Work instruction
The required result is each line of the entries below containing the string "floor".

Supplied data
————————
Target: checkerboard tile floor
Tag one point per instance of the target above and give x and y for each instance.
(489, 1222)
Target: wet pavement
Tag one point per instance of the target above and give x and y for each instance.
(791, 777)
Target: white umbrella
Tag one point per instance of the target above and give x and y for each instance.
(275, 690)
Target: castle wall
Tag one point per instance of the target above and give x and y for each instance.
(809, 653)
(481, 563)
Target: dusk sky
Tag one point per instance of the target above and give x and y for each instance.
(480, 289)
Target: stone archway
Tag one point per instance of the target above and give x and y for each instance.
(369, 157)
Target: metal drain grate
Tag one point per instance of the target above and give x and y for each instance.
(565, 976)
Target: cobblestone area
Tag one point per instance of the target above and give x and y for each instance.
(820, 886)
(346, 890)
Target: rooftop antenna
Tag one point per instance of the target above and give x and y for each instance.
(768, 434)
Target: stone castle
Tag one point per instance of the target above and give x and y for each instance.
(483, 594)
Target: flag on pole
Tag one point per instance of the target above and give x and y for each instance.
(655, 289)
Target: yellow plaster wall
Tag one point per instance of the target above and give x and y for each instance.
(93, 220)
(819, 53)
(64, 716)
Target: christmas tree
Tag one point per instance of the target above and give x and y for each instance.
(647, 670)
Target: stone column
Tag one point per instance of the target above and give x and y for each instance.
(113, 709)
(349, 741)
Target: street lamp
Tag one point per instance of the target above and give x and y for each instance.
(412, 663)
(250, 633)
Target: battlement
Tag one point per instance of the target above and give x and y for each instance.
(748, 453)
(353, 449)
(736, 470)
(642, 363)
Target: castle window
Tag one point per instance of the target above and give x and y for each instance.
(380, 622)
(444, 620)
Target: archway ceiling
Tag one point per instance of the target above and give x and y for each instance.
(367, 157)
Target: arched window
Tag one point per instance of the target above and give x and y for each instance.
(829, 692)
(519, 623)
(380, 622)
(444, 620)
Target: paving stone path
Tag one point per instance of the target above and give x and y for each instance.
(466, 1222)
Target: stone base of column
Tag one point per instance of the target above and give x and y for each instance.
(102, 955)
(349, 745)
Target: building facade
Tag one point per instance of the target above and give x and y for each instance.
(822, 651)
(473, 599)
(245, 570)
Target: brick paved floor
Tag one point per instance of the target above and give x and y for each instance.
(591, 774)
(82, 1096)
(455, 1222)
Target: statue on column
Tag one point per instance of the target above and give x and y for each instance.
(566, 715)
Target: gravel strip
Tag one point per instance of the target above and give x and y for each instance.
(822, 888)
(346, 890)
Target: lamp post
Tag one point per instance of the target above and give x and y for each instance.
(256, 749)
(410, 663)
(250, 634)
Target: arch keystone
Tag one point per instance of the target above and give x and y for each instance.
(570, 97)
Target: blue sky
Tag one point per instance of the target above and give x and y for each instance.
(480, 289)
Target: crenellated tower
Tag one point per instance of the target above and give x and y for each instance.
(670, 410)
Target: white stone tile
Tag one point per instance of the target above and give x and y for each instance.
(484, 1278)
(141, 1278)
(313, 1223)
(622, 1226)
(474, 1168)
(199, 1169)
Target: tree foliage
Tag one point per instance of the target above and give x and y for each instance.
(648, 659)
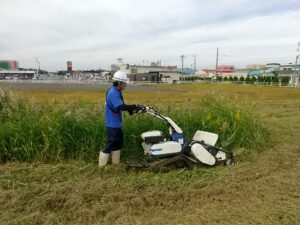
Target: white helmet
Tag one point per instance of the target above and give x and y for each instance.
(120, 76)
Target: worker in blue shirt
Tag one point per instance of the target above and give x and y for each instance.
(113, 116)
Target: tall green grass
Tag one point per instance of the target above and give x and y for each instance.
(52, 131)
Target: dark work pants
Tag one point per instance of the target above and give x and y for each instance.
(114, 139)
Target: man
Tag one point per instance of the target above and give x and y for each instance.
(113, 115)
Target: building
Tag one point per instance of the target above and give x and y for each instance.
(9, 69)
(153, 73)
(255, 67)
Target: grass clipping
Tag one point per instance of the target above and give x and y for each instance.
(55, 131)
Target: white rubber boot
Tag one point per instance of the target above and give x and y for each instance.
(103, 158)
(115, 156)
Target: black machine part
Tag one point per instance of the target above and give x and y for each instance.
(154, 139)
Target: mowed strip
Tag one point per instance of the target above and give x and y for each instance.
(262, 188)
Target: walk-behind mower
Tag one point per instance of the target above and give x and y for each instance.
(178, 151)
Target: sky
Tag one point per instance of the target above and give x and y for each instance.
(94, 33)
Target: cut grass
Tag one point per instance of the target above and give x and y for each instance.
(54, 132)
(262, 188)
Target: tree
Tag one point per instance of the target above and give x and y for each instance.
(219, 78)
(268, 79)
(261, 79)
(275, 79)
(285, 80)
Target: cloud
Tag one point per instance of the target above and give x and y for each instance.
(93, 33)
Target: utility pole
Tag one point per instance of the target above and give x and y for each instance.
(195, 63)
(182, 58)
(296, 75)
(217, 59)
(38, 66)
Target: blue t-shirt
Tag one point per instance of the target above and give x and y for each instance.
(114, 101)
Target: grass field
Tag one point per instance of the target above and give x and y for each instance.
(262, 188)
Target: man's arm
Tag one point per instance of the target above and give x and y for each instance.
(125, 107)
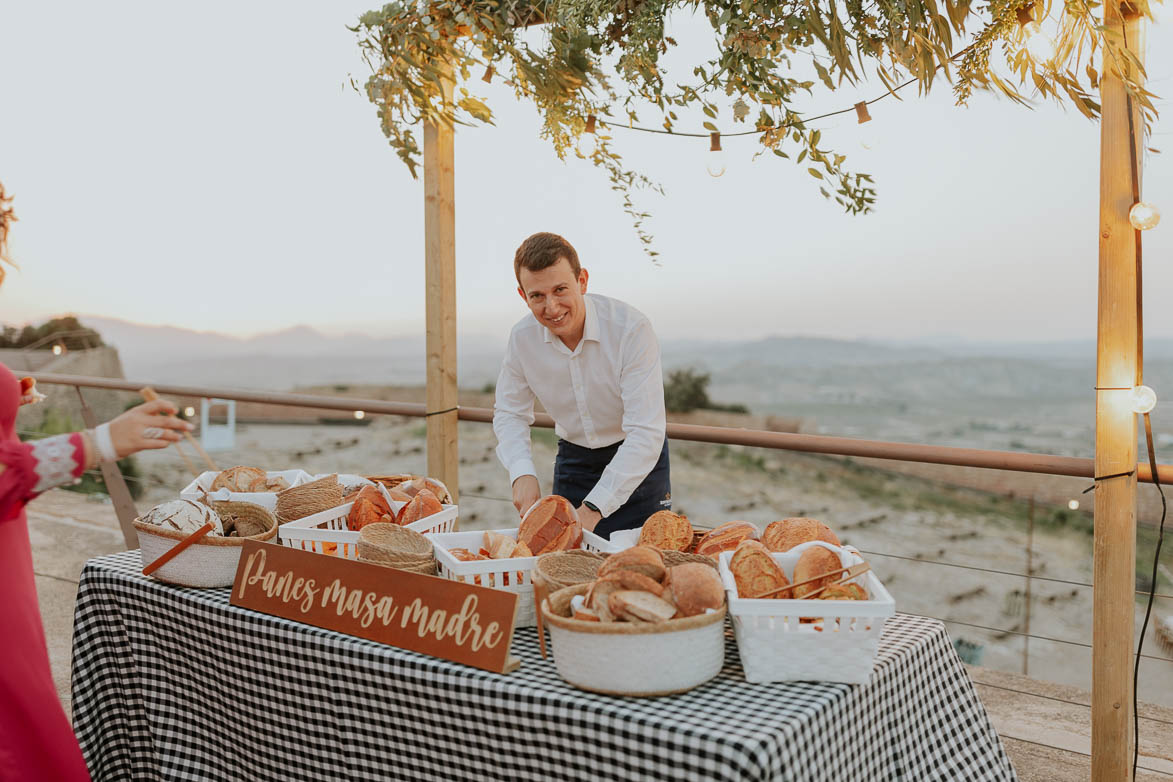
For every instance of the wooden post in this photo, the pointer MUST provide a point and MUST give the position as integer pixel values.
(1116, 427)
(440, 258)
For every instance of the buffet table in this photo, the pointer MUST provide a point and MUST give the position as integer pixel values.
(175, 684)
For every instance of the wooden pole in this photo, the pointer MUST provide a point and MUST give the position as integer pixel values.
(1116, 427)
(440, 258)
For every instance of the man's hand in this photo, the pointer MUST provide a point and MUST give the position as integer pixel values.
(526, 492)
(588, 517)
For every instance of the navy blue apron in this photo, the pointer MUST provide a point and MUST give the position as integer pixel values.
(577, 469)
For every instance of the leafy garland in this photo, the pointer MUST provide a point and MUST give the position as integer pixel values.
(415, 48)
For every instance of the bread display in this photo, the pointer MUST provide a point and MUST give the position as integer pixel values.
(387, 544)
(784, 535)
(726, 537)
(693, 589)
(755, 571)
(370, 508)
(814, 562)
(309, 498)
(183, 516)
(242, 478)
(421, 505)
(634, 585)
(550, 525)
(666, 530)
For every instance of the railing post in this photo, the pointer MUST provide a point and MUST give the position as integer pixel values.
(1116, 424)
(440, 259)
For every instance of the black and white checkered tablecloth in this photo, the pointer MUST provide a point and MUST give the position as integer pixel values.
(175, 684)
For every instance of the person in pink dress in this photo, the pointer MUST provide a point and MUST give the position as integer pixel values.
(36, 742)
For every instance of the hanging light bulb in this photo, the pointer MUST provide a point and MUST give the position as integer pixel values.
(588, 141)
(716, 161)
(1143, 399)
(1144, 216)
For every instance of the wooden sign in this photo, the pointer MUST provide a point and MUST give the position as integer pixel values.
(435, 616)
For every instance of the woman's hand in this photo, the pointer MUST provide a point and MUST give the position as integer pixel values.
(148, 426)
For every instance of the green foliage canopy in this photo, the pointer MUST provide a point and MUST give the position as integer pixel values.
(604, 58)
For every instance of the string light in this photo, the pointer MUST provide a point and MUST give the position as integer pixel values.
(1143, 399)
(1144, 216)
(716, 162)
(588, 141)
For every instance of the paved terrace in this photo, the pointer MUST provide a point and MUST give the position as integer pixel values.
(1046, 727)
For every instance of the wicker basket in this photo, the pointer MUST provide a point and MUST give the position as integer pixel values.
(619, 658)
(840, 646)
(209, 562)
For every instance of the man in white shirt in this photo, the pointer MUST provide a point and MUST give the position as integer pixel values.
(594, 364)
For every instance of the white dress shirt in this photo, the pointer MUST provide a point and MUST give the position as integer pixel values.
(607, 389)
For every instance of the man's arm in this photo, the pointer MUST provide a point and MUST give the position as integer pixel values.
(642, 388)
(513, 413)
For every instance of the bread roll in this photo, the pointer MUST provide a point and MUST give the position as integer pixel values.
(422, 504)
(784, 535)
(755, 571)
(370, 507)
(639, 606)
(814, 562)
(666, 530)
(726, 537)
(241, 478)
(843, 592)
(642, 559)
(693, 587)
(629, 579)
(550, 525)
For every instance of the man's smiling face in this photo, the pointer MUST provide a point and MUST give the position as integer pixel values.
(555, 297)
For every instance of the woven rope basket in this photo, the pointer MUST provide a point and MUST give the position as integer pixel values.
(212, 559)
(621, 658)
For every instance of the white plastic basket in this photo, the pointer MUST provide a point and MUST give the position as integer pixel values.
(507, 575)
(840, 646)
(203, 484)
(326, 531)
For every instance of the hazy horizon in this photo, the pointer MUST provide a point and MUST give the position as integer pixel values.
(251, 191)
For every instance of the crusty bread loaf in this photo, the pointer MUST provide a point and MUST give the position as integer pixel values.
(550, 525)
(242, 478)
(755, 571)
(814, 562)
(370, 507)
(642, 559)
(421, 505)
(843, 592)
(784, 535)
(629, 579)
(666, 530)
(639, 606)
(695, 589)
(725, 537)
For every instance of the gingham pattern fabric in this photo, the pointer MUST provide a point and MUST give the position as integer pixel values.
(175, 684)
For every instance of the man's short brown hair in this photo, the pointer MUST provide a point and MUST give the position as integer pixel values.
(542, 251)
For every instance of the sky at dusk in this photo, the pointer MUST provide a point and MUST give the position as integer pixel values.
(209, 167)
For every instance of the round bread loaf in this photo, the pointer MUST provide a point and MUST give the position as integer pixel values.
(242, 478)
(184, 516)
(695, 589)
(725, 537)
(784, 535)
(666, 530)
(814, 562)
(755, 572)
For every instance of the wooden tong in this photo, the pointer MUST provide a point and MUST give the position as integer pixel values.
(843, 573)
(150, 395)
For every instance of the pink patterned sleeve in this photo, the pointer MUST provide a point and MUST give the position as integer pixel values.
(39, 466)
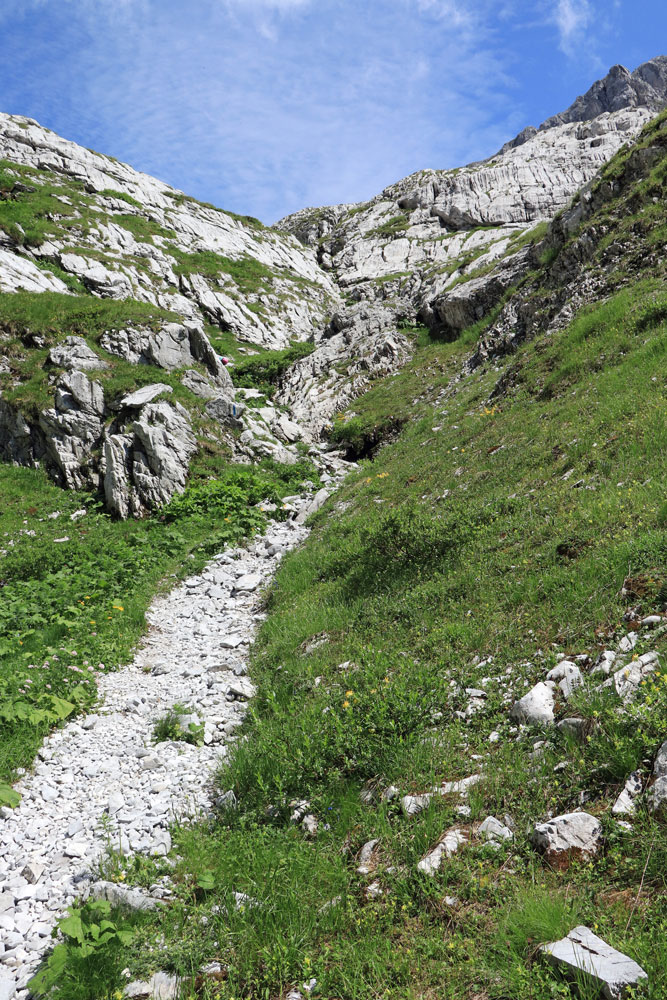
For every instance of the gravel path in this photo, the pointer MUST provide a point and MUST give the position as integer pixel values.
(104, 770)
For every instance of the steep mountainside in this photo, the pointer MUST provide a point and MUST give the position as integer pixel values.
(118, 294)
(444, 247)
(451, 781)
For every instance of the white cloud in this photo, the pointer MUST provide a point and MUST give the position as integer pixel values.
(448, 10)
(571, 18)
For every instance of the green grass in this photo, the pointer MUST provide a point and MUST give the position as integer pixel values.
(409, 590)
(74, 608)
(33, 215)
(494, 532)
(392, 227)
(249, 274)
(264, 371)
(142, 227)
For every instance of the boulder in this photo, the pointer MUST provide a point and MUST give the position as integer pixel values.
(583, 953)
(198, 385)
(73, 428)
(143, 469)
(493, 829)
(225, 409)
(535, 708)
(74, 352)
(568, 676)
(566, 837)
(625, 803)
(657, 797)
(446, 847)
(660, 764)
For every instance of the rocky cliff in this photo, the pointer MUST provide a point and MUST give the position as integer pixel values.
(443, 247)
(118, 294)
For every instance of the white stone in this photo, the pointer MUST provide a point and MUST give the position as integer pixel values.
(535, 708)
(583, 952)
(445, 848)
(572, 832)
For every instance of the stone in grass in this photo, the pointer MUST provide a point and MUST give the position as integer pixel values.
(584, 955)
(567, 837)
(7, 985)
(657, 797)
(247, 583)
(660, 765)
(568, 676)
(493, 829)
(121, 895)
(161, 986)
(537, 707)
(366, 857)
(625, 803)
(446, 847)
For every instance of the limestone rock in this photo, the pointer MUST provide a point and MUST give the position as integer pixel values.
(139, 398)
(660, 765)
(445, 848)
(568, 676)
(74, 353)
(146, 467)
(625, 803)
(567, 836)
(493, 829)
(73, 427)
(8, 985)
(582, 952)
(21, 274)
(121, 895)
(535, 708)
(657, 797)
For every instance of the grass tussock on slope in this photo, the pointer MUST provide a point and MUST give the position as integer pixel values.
(486, 539)
(73, 593)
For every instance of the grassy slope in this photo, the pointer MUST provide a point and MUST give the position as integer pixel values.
(74, 593)
(500, 530)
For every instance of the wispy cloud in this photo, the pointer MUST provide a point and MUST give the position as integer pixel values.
(265, 106)
(572, 18)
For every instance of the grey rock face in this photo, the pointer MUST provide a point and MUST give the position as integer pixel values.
(583, 952)
(646, 87)
(564, 836)
(135, 400)
(145, 467)
(295, 298)
(535, 708)
(74, 353)
(73, 427)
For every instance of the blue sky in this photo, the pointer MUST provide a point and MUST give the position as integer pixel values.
(267, 106)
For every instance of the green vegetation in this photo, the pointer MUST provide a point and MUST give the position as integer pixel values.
(249, 274)
(170, 727)
(392, 227)
(32, 208)
(90, 957)
(142, 228)
(74, 593)
(462, 539)
(120, 195)
(264, 371)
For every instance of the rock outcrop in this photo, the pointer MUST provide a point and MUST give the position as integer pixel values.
(123, 234)
(441, 248)
(444, 247)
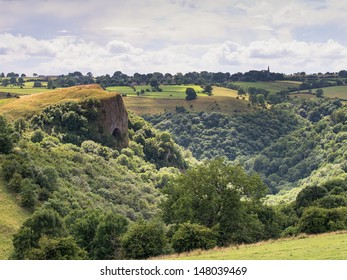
————————
Answer box
Target: checkerboard tile floor
Target: brick paved floor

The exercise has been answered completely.